GOAL A:
Answer these questions using the dissipated energy excerpt:
(i) How is the dissipated energy per cycle computed?
(ii) Who proposed the Dissipated Energy Ratio to study fatigue behaviour?
(iii) For which mode is the RDEC expression given?

SELECTED EXCERPT:

3.2. The Dissipated Energy Approach

The viscoelastic materials when subjected to cyclic loading generate different paths for loading and unloading leading to hysteresis loops. The dissipated energy per cycle is computed as the area within the hysteresis loop and calculated by the following equation:

$$w_{i }= \mathsf{\pi } {\mathsf{\sigma }}_i {\mathsf{\epsilon }}_{i }\sin {\mathsf{\delta }}_i$$

(2)

where ${\mathrm{w}}_{i }$ = the dissipated energy at cycle$i$; ${\mathsf{\sigma }}_i, {\mathsf{\epsilon }}_{i }, {\mathsf{\delta }}_i$ = the stress amplitude, strain amplitude and phase angle at cycle $i$, respectively. Ghuzlan and Carpenter [14] proposed the Dissipated Energy Ratio (DER) to study the fatigue behaviour. The DER or the Ratio of Dissipated Energy Change (RDEC) approach was then developed by Carpenter and Shen [30] who emphasised the fact that damage will only be generated when there is a difference in dissipated energy between consecutive cycles. RDEC is expressed as:

For controlled stress mode:

$$RDE{C}_i= \frac{\left(w_i-w_j\right)}{w_i \times \left(i-j\right)}$$

(3)

MATERIAL FOR THIS TASK:

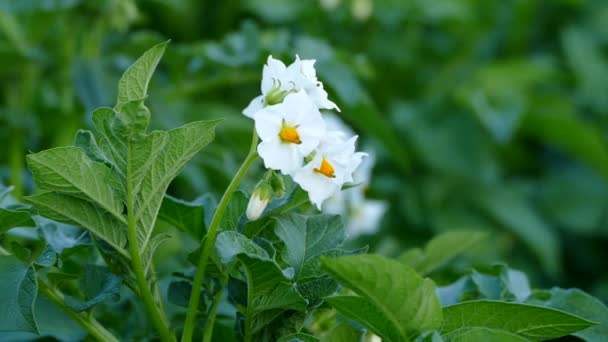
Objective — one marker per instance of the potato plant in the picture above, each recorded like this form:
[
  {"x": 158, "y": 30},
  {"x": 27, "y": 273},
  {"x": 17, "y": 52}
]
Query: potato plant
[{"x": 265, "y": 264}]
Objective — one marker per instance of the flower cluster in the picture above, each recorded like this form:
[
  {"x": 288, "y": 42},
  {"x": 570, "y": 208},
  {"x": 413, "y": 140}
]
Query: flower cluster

GOAL B:
Copy out the records word for word, starting at the line that contains "Objective — one marker per instance of the flower" and continuing through the end of the records.

OUTPUT A:
(i) It is computed as the area within the hysteresis loop.
(ii) Ghuzlan and Carpenter proposed it.
(iii) It is given for controlled stress mode.

OUTPUT B:
Objective — one marker per instance of the flower cluster in the picture above, each recorded like this form:
[
  {"x": 288, "y": 42},
  {"x": 570, "y": 208},
  {"x": 413, "y": 140}
]
Query: flower cluster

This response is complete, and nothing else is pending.